• What is expected:
Write out again the part that opens with the line containing "of the blue" and closes with the last line of the records, shifting each vertex coordinate in the answer mask by adding 12 and leaving every other line unchanged.

Segmentation labeling items:
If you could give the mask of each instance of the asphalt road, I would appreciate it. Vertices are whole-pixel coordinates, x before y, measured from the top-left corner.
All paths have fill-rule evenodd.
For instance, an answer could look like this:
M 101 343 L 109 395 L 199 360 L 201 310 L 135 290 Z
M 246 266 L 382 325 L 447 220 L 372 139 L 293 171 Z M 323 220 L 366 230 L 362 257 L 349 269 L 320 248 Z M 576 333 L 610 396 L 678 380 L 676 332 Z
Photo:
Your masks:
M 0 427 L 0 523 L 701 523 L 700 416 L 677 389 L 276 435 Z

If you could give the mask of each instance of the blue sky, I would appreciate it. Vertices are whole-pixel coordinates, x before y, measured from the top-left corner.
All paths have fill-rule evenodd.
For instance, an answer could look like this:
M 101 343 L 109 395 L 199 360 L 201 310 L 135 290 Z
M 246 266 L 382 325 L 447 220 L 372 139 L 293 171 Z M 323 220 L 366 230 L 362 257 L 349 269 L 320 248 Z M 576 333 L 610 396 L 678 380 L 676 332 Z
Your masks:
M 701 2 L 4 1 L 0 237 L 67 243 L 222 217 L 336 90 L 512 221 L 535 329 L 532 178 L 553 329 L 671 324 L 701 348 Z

• Completed exercise:
If you could give the mask of each instance of the blue sky, I would appreciate it. Vertices are whole-pixel coordinates, x before y, measured from the top-left corner.
All paths have fill-rule evenodd.
For instance, an answer could look like this:
M 101 343 L 109 395 L 199 360 L 201 310 L 135 290 Z
M 246 266 L 382 325 L 447 220 L 372 139 L 293 171 Z M 323 220 L 366 230 L 362 257 L 349 269 L 320 248 Z M 576 333 L 610 396 L 678 380 L 676 332 Z
Your masks:
M 713 14 L 16 13 L 12 249 L 79 255 L 234 229 L 348 102 L 524 233 L 547 341 L 544 190 L 565 341 L 683 336 L 713 360 Z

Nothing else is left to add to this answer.